═══ RECORDS FOR THIS TASK ═══

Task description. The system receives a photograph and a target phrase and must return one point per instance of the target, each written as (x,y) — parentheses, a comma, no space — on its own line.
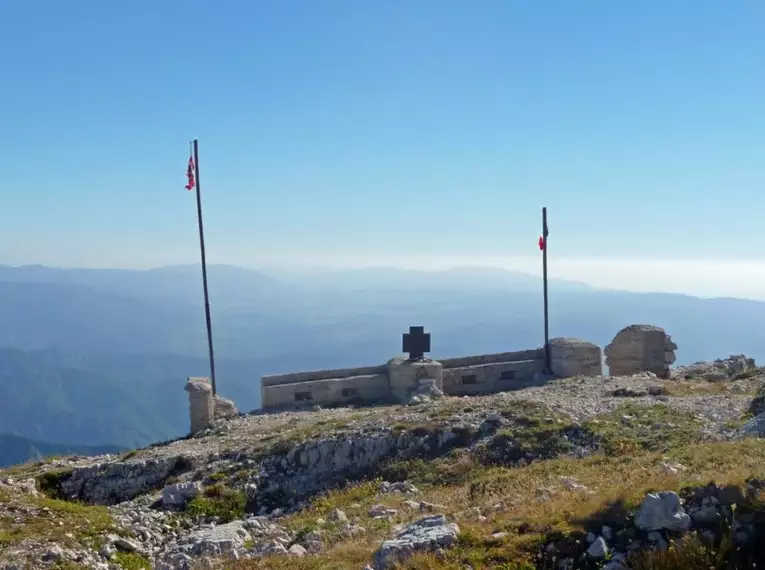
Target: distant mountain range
(15,449)
(100,357)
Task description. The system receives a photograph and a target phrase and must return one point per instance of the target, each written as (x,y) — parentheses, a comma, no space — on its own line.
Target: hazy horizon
(700,278)
(391,133)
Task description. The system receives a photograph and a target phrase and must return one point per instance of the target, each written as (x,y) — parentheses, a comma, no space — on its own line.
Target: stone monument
(640,348)
(201,403)
(204,408)
(575,357)
(418,377)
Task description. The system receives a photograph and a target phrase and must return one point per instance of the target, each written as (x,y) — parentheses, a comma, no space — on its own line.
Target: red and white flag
(190,174)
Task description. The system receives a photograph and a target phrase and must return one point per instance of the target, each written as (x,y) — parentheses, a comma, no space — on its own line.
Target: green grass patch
(131,561)
(218,501)
(632,428)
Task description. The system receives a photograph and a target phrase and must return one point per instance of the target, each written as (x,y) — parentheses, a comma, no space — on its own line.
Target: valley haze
(99,357)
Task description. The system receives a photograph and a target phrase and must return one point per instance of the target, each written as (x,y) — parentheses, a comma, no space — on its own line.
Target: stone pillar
(201,403)
(575,357)
(640,348)
(410,378)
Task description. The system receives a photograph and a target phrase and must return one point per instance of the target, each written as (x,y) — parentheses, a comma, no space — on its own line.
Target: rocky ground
(632,472)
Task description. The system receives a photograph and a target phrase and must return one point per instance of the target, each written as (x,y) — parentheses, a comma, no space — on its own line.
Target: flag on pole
(190,174)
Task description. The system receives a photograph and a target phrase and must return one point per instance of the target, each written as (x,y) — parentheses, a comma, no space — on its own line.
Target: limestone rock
(640,348)
(337,516)
(178,494)
(224,408)
(415,378)
(575,357)
(429,534)
(662,511)
(598,549)
(757,405)
(754,427)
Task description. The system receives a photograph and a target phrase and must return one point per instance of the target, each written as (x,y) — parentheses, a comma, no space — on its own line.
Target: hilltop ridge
(517,479)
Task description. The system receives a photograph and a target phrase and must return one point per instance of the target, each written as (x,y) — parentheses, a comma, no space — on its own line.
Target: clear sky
(406,132)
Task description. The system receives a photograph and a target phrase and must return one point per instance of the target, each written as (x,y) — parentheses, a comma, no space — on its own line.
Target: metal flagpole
(548,368)
(204,267)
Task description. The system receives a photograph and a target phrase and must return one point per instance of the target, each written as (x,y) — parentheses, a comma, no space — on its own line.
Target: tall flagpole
(204,266)
(543,244)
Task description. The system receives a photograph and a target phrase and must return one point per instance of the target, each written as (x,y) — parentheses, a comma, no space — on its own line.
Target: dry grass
(49,520)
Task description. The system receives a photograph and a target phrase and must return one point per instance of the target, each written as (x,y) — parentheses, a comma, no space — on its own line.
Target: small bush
(50,482)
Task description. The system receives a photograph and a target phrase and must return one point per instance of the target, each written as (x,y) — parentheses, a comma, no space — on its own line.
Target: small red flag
(190,174)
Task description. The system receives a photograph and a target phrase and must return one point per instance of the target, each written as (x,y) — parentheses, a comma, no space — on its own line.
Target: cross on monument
(416,342)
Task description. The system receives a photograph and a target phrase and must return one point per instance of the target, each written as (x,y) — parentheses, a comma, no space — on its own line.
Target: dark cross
(416,342)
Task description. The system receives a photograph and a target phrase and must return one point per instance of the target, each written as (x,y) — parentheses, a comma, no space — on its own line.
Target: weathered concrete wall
(575,357)
(640,348)
(406,377)
(499,357)
(297,377)
(367,388)
(489,378)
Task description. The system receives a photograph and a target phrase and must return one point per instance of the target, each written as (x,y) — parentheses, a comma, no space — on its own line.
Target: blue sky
(397,131)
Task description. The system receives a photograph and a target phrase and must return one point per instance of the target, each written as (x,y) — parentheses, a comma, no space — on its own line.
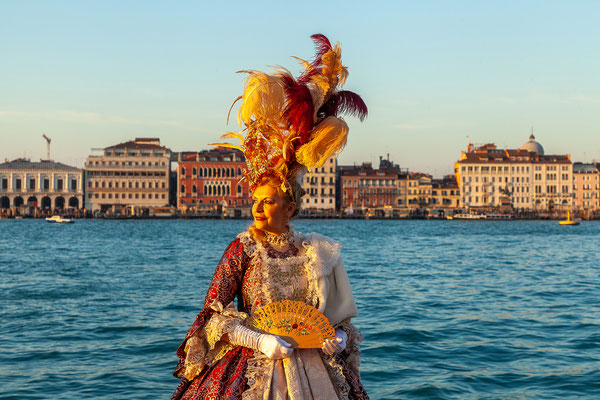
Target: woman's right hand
(274,347)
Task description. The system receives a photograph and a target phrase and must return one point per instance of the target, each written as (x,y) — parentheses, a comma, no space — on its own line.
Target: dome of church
(533,146)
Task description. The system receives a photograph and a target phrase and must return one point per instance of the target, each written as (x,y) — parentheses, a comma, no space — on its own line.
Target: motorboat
(569,221)
(500,217)
(57,219)
(468,216)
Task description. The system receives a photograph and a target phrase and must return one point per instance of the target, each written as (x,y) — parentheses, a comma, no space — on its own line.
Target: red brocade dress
(256,275)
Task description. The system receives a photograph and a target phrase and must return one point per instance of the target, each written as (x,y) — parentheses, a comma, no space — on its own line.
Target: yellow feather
(327,138)
(305,64)
(263,98)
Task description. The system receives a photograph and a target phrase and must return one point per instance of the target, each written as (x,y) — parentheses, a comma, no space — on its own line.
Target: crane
(48,140)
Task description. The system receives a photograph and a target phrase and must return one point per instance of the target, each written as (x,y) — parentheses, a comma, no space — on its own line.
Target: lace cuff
(352,351)
(205,346)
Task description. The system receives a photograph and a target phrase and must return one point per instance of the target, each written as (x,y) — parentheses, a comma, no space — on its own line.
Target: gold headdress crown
(294,123)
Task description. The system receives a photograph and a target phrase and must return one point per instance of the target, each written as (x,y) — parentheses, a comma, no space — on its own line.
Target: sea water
(448,309)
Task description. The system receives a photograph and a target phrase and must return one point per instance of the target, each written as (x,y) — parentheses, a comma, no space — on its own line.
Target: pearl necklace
(281,240)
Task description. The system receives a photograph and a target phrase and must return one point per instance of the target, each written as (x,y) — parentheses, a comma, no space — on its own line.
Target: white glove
(270,345)
(336,345)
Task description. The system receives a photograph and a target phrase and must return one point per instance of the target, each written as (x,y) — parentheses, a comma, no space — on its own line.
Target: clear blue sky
(93,74)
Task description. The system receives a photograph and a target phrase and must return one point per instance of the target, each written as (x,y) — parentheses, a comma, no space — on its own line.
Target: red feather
(299,108)
(344,102)
(322,46)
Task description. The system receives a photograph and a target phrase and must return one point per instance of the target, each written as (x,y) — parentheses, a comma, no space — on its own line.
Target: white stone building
(45,184)
(525,178)
(134,173)
(320,188)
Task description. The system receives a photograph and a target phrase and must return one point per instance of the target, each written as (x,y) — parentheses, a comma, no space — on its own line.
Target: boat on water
(467,216)
(57,219)
(499,217)
(569,221)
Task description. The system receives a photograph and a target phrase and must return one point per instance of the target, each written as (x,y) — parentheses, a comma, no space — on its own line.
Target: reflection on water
(449,309)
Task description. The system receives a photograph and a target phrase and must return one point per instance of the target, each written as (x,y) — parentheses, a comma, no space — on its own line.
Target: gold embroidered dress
(311,272)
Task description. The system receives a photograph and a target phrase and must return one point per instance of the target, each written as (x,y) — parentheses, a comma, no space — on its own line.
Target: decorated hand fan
(297,323)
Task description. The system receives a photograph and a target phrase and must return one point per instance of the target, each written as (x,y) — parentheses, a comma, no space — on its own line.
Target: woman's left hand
(331,346)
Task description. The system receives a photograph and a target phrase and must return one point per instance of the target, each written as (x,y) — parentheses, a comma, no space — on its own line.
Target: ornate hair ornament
(291,124)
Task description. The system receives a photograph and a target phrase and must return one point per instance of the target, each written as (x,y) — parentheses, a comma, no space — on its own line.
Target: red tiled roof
(139,144)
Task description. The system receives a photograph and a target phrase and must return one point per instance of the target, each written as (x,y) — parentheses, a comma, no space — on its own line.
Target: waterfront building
(445,193)
(130,174)
(320,187)
(212,178)
(45,184)
(367,190)
(586,187)
(419,188)
(524,178)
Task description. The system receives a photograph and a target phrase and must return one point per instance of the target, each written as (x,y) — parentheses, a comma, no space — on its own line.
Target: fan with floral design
(297,323)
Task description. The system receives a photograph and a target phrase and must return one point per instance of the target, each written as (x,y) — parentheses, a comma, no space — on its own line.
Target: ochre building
(212,179)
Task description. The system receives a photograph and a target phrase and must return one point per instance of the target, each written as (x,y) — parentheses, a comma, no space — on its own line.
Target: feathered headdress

═══

■ **PROBLEM DESCRIPTION**
From the records above, pick out every line that contains the string "building" and copy each one in full.

■ **FULL SOLUTION**
Target: white stone building
Target: waterfront building
Target: ochre building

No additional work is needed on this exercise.